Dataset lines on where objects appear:
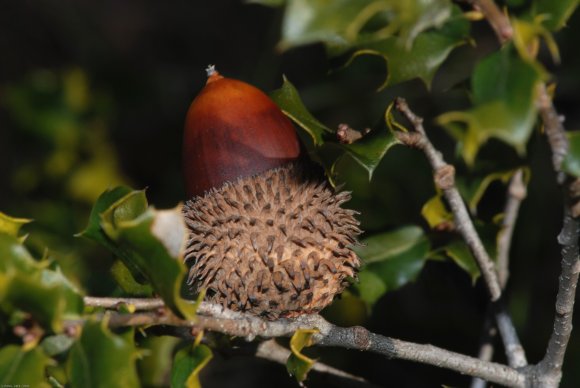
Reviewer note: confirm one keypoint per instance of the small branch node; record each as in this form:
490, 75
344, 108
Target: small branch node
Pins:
445, 177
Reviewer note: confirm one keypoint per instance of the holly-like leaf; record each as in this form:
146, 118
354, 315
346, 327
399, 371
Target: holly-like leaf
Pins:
24, 368
28, 285
188, 362
342, 24
298, 364
149, 242
527, 35
11, 225
157, 360
504, 89
460, 254
472, 190
103, 359
555, 13
571, 163
423, 58
391, 260
368, 151
154, 243
289, 101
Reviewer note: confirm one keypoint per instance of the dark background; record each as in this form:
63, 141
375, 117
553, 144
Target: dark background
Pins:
144, 62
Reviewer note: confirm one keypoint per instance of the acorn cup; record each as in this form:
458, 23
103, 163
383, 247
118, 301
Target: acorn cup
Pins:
265, 236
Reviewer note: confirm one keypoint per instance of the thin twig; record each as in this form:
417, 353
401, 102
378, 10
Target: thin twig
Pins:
215, 318
549, 370
516, 194
272, 351
497, 19
445, 179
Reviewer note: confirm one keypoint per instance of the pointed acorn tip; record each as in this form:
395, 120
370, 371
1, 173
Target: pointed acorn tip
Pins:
212, 74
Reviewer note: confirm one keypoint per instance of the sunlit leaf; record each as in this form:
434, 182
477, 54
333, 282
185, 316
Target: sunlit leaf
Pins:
298, 364
27, 285
571, 163
421, 59
23, 368
556, 13
504, 89
187, 364
527, 37
103, 359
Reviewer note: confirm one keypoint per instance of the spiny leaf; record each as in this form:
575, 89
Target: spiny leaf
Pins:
188, 363
390, 260
571, 163
504, 89
298, 364
288, 99
423, 58
103, 359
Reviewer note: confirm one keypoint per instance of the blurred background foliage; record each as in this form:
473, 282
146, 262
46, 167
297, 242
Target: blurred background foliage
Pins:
93, 94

**Stated problem:**
Return the lines above word for word, with the pictures left out of your answer.

**Reply:**
Reviewer note: confirm one keypoint per instance of the small branch node; record each as in this form:
490, 75
344, 108
Target: small branch node
Pins:
445, 177
Reviewer note: confirm one keypoint per instance of the holly-like leaf; record each as in this form:
146, 118
354, 315
346, 327
399, 371
Target: holly-like leaf
Pins:
24, 368
28, 285
188, 362
342, 24
298, 364
149, 242
527, 35
11, 225
157, 360
504, 89
460, 254
472, 190
103, 359
555, 13
571, 163
423, 58
391, 260
368, 151
154, 243
289, 101
Reviewer note: confirm one keypoint per instance of the dark background; record each as in this form:
63, 141
375, 117
553, 144
Target: dark background
Pins:
144, 62
Reviewer note: confirm one keypoint per instance of the acorn cup; record each as in this form:
458, 23
103, 163
383, 247
118, 301
Target: acorn cup
Pins:
265, 236
Reviewer note: confirm one keypoint per instance of the thin twig; record each as in this form:
417, 353
401, 102
378, 10
Target: thin twig
Pins:
215, 318
549, 370
516, 194
272, 351
497, 19
445, 179
Reviewer note: confirm one keypoint per instance of the pointed acorn tip; record each as in this form:
395, 120
370, 371
1, 173
Target: pointed acorn tip
Pins:
212, 74
Reviewer note: confirm one keypoint per instance of the sunlit leaf; record each as in this form:
434, 182
477, 54
333, 282
185, 316
Target: sunlit leaf
Pins:
298, 364
27, 285
571, 163
421, 59
23, 368
556, 13
504, 89
187, 364
527, 37
103, 359
Reviewer note: confirm one keypoint per instance of the spiny leaf; record each as in this form:
575, 89
Target: spiny leaf
Pins:
188, 363
390, 260
571, 163
504, 89
298, 364
288, 99
423, 58
103, 359
Reviewer note: confirm one keypoint per instance of the blurred background foliage; record each as in this form:
473, 282
146, 262
46, 167
297, 242
Target: blurred background foliage
Pins:
93, 94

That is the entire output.